_DIRECTIONS_
Copy all the material below, exactly as it stands.

#### LISTED RECORDS ####

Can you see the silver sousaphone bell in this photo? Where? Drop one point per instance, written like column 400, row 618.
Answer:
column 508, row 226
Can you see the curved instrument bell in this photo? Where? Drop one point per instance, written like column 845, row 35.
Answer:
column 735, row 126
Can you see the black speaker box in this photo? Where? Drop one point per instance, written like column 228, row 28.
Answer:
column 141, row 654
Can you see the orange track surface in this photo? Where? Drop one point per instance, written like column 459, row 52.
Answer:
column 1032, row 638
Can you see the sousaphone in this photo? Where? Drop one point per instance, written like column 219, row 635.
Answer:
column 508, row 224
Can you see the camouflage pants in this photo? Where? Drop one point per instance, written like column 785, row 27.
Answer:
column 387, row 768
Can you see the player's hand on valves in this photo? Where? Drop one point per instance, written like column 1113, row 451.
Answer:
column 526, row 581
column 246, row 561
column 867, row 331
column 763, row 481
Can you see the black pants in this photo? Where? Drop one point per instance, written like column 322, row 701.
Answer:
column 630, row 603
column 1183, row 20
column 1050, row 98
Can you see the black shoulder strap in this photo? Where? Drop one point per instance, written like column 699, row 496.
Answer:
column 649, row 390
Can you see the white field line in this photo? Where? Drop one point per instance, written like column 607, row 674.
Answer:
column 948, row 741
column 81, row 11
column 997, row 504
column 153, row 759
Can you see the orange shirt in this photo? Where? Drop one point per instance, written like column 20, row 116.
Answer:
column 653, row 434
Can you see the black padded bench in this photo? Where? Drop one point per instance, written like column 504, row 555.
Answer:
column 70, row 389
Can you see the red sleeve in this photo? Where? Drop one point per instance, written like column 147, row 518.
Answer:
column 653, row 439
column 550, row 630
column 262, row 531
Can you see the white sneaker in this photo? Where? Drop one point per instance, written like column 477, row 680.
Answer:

####

_OUTPUT_
Can you see the silver sousaphone bell in this photo? Where? Drop one point per instance, written like column 400, row 618.
Answer:
column 508, row 226
Can you see the curved instrument bell in this photo? Where? Drop one point per instance, written like column 845, row 35.
Answer:
column 735, row 126
Can you see the black speaker box in this photo? Where? Drop one point per instance, written like column 228, row 28.
Answer:
column 141, row 654
Can you see the orange track surface in this photo? Where? Drop one point per instance, written like column 459, row 52.
Answer:
column 1032, row 638
Can you see the sousaphone in this photo? Where? Drop one point per instance, written like column 219, row 635.
Answer:
column 508, row 224
Can you see the camouflage pants in this photo? Where? Drop one point per instance, written like column 785, row 27.
Answer:
column 387, row 768
Can you see the player's hand on valves in this photo? Where? Drop one point per instance, written like column 1113, row 451.
Answer:
column 526, row 581
column 246, row 561
column 867, row 331
column 763, row 481
Can you see the black pants in this photo? Where? Drop one point per instance, written like column 322, row 701.
Answer:
column 630, row 603
column 1183, row 20
column 1050, row 98
Can you see the black shoulder strap in this photo? Where? Drop one point per instance, written like column 699, row 496.
Answer:
column 649, row 390
Can you see the white field line in this photo? Where? Drop one point per instance, written like column 607, row 674.
Answer:
column 948, row 741
column 81, row 11
column 997, row 504
column 153, row 759
Can you see the orange shirt in this photo? Where? Drop one point per instance, written like column 20, row 116.
Answer:
column 653, row 434
Can you see the black padded bench in this photo? Where? Drop one point per instance, written like column 504, row 555.
Answer:
column 70, row 389
Can you see the red sleeve in this photo? Where? Drop one point per instance, written like column 147, row 518.
Answer:
column 653, row 439
column 550, row 630
column 262, row 531
Can you see the white sneaker in this photo? Where? Drop one point per instance, written like column 477, row 680.
Answer:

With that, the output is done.